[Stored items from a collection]
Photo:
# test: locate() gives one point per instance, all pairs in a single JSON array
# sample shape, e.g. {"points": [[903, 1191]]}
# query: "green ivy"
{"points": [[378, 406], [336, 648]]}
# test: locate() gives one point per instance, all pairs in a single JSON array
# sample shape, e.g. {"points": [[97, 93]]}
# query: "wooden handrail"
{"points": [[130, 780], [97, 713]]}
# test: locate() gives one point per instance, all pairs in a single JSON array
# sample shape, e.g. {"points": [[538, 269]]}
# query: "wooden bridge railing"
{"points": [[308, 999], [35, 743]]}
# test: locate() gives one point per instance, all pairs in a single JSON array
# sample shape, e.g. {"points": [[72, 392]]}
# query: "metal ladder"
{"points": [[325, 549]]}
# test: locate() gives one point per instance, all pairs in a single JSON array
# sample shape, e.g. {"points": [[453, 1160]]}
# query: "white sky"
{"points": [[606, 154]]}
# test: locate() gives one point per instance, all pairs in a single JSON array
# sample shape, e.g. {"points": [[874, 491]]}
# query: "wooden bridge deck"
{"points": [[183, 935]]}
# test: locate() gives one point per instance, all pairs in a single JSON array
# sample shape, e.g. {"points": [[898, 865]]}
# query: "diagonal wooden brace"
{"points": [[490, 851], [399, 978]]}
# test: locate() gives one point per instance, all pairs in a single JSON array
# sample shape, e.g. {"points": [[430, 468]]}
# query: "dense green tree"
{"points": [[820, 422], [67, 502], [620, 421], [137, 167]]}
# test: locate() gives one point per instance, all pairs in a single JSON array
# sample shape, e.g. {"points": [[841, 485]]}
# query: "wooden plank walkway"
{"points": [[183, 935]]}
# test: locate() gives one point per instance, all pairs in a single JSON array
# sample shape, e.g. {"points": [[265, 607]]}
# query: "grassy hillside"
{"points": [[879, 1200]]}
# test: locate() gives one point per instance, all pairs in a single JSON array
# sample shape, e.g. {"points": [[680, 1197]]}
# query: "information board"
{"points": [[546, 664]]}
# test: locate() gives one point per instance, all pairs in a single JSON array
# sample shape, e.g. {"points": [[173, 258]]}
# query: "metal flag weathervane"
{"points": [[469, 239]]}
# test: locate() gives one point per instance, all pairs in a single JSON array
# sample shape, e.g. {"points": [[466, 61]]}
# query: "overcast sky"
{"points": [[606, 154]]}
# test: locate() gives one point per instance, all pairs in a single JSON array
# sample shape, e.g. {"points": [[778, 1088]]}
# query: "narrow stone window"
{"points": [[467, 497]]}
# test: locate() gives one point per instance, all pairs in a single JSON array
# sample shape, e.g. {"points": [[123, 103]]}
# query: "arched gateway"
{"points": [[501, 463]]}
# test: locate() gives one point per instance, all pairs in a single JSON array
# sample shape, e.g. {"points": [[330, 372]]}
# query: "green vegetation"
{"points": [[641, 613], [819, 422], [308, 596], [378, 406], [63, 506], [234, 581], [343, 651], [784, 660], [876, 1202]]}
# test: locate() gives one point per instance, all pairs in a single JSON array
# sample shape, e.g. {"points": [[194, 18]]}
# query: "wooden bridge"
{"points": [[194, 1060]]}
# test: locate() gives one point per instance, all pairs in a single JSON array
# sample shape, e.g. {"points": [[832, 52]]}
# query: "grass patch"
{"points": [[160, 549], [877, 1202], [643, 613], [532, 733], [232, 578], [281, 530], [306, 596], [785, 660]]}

Aim of the exercise — Repeat the records above exactly, from the first line to the last.

Finished task —
Photo:
# test: locate() gives one point per instance, all pairs in a single JSON array
# sample shape, e.g. {"points": [[903, 1191]]}
# query: "green ivy"
{"points": [[378, 406], [336, 648]]}
# test: locate() gives one point per instance, all pairs in a single JSON array
# sample shape, e.g. {"points": [[97, 93]]}
# query: "wooden handrail"
{"points": [[130, 780], [97, 713]]}
# test: locate() gives one point per instance, all pairs in a single JSON array
# sample shape, e.g. {"points": [[538, 269]]}
# query: "wooden bridge railing"
{"points": [[308, 999], [35, 743]]}
# test: locate() gives one point per instance, all pairs in a single JSON array
# sample shape, e.g. {"points": [[72, 392]]}
# query: "metal ladder"
{"points": [[325, 549]]}
# test: locate() gives one point per instance, all pairs in a single JSON array
# sample shape, e.g. {"points": [[453, 1160]]}
# query: "white sky"
{"points": [[606, 154]]}
# test: locate() gives one point per instance, all pairs in a single JSON array
# sample shape, e.g. {"points": [[874, 491]]}
# query: "wooden bridge deck"
{"points": [[183, 935]]}
# test: locate() gives one point per instance, all pairs in a single JSON array
# sample shape, e.g. {"points": [[898, 865]]}
# query: "diagonal wooden brace"
{"points": [[490, 851], [399, 978]]}
# test: locate() gives one point per instance, all pairs in a single JSON array
# sample shape, e.g. {"points": [[430, 468]]}
# query: "dense green tree"
{"points": [[820, 422], [67, 502], [620, 421], [137, 167]]}
# test: locate() gives one point per instance, all pairs in a single JSON array
# sample shape, e.g. {"points": [[841, 485]]}
# query: "wooden plank walkway"
{"points": [[183, 935]]}
# test: locate() gives one point per instance, all pairs in a single JSON array
# sample shape, e.g. {"points": [[265, 607]]}
# query: "grassy hillside"
{"points": [[879, 1200]]}
# test: locate() gives one point per instance, all pairs in a single JSON array
# sample shape, e.g. {"points": [[680, 1197]]}
# query: "information board"
{"points": [[546, 664]]}
# test: locate() gives one point per instance, all pairs in a single JSON array
# sample shape, e.g. {"points": [[173, 258]]}
# query: "metal flag weathervane"
{"points": [[469, 239]]}
# test: locate() gives one point per instance, all pairs in a single JSON array
# sample shape, e.g. {"points": [[466, 61]]}
# query: "overcast sky"
{"points": [[606, 154]]}
# test: locate() gives one point per instance, all pairs in a single JSON array
# sample shape, e.g. {"points": [[778, 1088]]}
# query: "narrow stone window"
{"points": [[467, 497]]}
# test: locate() gives one point per instance, all pairs in a single JSON array
# sample shape, e.g. {"points": [[123, 103]]}
# query: "arched gateway"
{"points": [[501, 463]]}
# test: locate() gives one point per instance, all pairs in a single JSON array
# sample shape, e.g. {"points": [[330, 372]]}
# query: "green vegetation"
{"points": [[641, 613], [819, 422], [308, 596], [378, 406], [63, 506], [234, 581], [343, 651], [784, 660], [876, 1202]]}
# test: locate() gives one point per instance, all pairs in a single JSON array
# sample shape, e.g. {"points": [[194, 18]]}
# query: "wooden bridge"
{"points": [[194, 1060]]}
# test: locate() gives one point per instance, all pairs in a single JSON array
# sample shape, e.g. {"points": [[832, 52]]}
# query: "grass patch"
{"points": [[160, 549], [877, 1202], [643, 613], [532, 733], [232, 578], [281, 530], [306, 596], [785, 660]]}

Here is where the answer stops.